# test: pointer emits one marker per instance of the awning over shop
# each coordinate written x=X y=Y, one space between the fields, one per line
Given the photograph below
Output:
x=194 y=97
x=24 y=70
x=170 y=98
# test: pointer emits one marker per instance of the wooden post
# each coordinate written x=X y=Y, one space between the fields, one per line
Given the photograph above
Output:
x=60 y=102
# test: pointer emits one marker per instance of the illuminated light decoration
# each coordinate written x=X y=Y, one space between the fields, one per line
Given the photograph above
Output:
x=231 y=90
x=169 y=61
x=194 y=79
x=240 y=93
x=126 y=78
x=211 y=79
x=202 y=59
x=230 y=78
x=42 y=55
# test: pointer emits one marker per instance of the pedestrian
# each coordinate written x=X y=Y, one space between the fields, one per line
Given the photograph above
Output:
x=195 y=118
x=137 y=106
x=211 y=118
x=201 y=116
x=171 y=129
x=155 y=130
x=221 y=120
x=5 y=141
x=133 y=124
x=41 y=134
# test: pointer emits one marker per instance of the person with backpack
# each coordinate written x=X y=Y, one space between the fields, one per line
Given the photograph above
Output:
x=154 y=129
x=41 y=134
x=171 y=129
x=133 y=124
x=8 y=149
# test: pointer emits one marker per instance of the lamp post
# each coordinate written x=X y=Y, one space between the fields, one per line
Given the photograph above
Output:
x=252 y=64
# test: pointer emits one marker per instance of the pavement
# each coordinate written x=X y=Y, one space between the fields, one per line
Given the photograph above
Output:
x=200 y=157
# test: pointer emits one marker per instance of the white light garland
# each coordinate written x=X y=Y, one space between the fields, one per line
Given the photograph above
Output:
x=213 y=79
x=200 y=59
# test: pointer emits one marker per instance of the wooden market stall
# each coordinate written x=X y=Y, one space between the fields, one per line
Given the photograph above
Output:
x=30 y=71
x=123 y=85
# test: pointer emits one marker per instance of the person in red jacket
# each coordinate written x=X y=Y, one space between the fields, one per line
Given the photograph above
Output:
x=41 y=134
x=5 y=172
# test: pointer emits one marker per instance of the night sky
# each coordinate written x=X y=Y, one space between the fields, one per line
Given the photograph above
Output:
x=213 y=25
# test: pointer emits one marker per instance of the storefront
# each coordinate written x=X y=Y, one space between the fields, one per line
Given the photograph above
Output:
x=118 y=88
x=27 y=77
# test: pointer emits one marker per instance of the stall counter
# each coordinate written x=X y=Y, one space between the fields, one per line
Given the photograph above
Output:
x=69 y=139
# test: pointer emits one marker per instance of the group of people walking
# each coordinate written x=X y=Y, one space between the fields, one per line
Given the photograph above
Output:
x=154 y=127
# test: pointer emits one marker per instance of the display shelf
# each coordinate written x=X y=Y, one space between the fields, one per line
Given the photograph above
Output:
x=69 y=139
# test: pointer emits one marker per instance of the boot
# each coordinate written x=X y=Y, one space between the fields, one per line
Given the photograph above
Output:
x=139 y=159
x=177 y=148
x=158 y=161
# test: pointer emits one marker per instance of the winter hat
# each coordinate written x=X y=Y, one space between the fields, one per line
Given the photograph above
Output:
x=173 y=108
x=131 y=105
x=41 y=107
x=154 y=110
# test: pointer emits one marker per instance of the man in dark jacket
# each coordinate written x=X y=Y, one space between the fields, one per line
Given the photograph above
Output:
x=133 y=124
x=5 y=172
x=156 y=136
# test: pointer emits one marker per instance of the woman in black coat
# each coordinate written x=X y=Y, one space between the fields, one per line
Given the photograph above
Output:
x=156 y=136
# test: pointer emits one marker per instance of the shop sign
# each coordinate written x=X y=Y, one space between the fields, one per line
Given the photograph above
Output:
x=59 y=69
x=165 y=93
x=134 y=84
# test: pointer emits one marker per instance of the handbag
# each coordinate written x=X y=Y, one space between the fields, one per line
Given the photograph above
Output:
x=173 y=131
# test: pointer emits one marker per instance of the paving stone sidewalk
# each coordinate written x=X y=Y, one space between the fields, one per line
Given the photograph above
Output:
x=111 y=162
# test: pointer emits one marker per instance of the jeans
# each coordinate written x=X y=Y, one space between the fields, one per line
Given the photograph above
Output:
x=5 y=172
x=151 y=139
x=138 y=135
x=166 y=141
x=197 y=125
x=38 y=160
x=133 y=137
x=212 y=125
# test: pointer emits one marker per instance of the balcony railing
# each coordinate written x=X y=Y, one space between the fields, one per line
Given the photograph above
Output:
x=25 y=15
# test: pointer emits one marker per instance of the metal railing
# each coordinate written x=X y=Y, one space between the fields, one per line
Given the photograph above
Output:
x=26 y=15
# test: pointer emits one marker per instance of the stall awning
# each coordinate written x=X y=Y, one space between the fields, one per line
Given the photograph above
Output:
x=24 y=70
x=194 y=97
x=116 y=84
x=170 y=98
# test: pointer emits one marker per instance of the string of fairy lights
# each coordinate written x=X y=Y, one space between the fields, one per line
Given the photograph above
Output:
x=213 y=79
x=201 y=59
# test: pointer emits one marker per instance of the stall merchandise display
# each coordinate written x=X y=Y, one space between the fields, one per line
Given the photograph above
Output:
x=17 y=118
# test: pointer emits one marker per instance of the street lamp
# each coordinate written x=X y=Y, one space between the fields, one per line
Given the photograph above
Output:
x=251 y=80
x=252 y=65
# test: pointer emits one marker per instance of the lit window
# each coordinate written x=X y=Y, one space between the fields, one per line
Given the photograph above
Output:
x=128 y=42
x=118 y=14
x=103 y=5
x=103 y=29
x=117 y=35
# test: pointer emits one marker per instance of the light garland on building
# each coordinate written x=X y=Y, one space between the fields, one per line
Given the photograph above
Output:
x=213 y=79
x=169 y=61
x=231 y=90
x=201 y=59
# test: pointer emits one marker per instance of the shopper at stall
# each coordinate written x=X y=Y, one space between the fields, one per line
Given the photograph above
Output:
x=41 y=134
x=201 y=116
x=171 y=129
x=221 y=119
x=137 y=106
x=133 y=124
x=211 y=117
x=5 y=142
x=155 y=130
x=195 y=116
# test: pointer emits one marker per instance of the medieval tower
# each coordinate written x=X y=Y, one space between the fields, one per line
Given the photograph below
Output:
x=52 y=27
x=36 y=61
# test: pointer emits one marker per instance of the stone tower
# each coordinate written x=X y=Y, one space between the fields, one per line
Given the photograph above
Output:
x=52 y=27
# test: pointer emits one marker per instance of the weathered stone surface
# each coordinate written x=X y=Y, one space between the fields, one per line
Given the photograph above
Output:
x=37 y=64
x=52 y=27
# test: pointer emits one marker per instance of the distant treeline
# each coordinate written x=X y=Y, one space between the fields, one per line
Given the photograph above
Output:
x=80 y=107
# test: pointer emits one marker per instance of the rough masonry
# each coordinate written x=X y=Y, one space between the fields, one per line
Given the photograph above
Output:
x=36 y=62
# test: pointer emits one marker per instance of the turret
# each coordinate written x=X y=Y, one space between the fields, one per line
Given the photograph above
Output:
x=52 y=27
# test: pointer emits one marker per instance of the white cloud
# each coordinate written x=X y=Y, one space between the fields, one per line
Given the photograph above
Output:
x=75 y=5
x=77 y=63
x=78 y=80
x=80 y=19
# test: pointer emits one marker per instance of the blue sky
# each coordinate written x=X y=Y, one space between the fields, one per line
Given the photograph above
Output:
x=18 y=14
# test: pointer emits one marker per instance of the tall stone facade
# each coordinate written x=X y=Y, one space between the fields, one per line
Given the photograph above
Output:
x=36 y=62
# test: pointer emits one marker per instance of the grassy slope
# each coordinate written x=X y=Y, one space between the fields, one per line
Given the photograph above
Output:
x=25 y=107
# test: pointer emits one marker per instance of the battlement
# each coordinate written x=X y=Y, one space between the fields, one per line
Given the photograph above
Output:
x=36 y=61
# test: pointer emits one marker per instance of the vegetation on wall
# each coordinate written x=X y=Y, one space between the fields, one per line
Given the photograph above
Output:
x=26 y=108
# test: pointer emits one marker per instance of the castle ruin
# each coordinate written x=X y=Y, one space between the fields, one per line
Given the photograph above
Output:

- _SET EXERCISE_: Return the lines of the listing above from the line containing "# test: pointer emits one marker per instance of the jeans" through the line containing "x=212 y=125", both included, with nothing changed.

- _FINAL RESULT_:
# test: pointer emits one marker per instance of the jeans
# each coordinate written x=X y=Y, one space between the fields, one per line
Given the photograph above
Output:
x=5 y=172
x=151 y=139
x=138 y=135
x=166 y=141
x=197 y=125
x=38 y=160
x=133 y=137
x=212 y=125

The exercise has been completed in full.